#### [YOUR OBJECTIVE]
Repeat every entry exactly as given.

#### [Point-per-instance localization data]
......

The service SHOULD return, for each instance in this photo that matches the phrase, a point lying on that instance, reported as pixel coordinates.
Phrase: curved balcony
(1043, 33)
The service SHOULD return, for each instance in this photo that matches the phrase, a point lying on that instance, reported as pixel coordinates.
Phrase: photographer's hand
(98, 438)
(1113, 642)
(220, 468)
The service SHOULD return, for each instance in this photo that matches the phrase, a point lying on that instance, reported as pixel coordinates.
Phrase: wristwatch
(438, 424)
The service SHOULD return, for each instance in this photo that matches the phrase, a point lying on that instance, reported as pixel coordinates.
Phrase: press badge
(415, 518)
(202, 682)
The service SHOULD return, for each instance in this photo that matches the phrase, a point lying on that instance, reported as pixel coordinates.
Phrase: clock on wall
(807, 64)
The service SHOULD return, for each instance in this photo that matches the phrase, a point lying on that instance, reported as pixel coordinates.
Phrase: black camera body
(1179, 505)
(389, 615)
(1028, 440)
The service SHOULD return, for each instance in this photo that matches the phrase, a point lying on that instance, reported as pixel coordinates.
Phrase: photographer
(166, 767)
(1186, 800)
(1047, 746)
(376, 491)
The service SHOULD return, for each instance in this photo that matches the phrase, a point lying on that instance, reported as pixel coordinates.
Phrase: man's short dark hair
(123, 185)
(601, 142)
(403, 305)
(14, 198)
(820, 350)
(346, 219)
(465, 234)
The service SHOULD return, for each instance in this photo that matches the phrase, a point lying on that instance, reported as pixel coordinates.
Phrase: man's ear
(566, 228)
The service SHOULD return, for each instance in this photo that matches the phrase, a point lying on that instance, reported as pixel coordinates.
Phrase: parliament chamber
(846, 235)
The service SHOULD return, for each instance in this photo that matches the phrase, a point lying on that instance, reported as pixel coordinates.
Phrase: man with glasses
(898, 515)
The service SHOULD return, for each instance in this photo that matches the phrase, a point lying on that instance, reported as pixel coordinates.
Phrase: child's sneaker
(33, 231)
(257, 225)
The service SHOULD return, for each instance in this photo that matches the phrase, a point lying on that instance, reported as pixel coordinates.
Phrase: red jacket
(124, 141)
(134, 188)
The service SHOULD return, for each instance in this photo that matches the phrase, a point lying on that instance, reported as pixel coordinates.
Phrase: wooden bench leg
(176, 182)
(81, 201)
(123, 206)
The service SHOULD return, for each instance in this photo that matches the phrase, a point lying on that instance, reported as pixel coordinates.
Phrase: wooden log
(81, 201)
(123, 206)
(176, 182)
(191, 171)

......

#### [RESPONSE BOX]
The service SHOULD return, for each instance in this photo that matches the phrase, a point lying on that instance, reported as pixel coordinates.
Phrase: curved balcony
(1043, 33)
The service SHOULD return, for each instance in this photo that matches the phrase, a point lying on that instance, reported as pixel coordinates.
Phrase: photographer's hand
(98, 438)
(1113, 642)
(220, 468)
The service SHOULD return, for each instance in this photo that matches the phrase, a point lying on that instance, reported as pixel coordinates.
Phrase: wristwatch
(438, 424)
The service SHOULD return, for each instance in this photo that matches the phrase, a point lying on that instance, reported as pixel coordinates.
Phrase: press badge
(415, 518)
(202, 682)
The service SHOULD return, for each instance in this photo that matches the phrase, a point lying on that instance, reported as pixel coordinates.
Phrase: clock on wall
(807, 64)
The service SHOULD return, for each instance in this photo that matches the phrase, a point lying on that instance, reported as pixel coordinates.
Phrase: black camera body
(1179, 505)
(389, 615)
(1028, 440)
The service SHOULD return, for each instance in this photo that matches the phrase, a point lying on that instance, reported as pixel coordinates.
Phrase: photographer
(166, 767)
(1186, 800)
(1047, 746)
(376, 491)
The service SHOULD return, for each instance in this photo that matches the phrase, a point lying on that instance, reported as pixel coordinates.
Phrase: man's short dark hair
(123, 185)
(601, 142)
(403, 305)
(14, 198)
(820, 350)
(346, 219)
(465, 234)
The service SHOULD return, for each instance in this photo that matches the phrase, a point lying on that instance, reported as pixel coordinates.
Phrase: man's ear
(566, 228)
The service SHOULD return, for each instance in this photo that matches the phrase, a point lying on that instance, reported as pixel coordinates.
Phrase: parliament chamber
(846, 235)
The service SHOULD return, for each instance in this photo that matches the phrase, a point lying on that instance, reported as pixel coordinates.
Phrase: man with glasses
(898, 515)
The service SHOULD return, for each instance in this photo that matches the phrase, a point lying on that instance, reported as pixel coordinates.
Phrase: child's sneaker
(33, 231)
(257, 225)
The service SHOULD return, for each instance in this photo that matches the phrase, a point lying on that instance, reported as pixel coordinates.
Phrase: red jacket
(124, 141)
(134, 188)
The service SHOULD return, for each instance in this photo that matches the phrase, a point lying on that instance, reported as pixel coordinates.
Phrase: wooden bench leg
(176, 182)
(81, 201)
(123, 206)
The service SHOULD return, for each instance in this photo that matches the phrase, a point lying on that instance, reported as pixel coordinates.
Phrase: wooden log
(81, 201)
(123, 206)
(176, 182)
(191, 171)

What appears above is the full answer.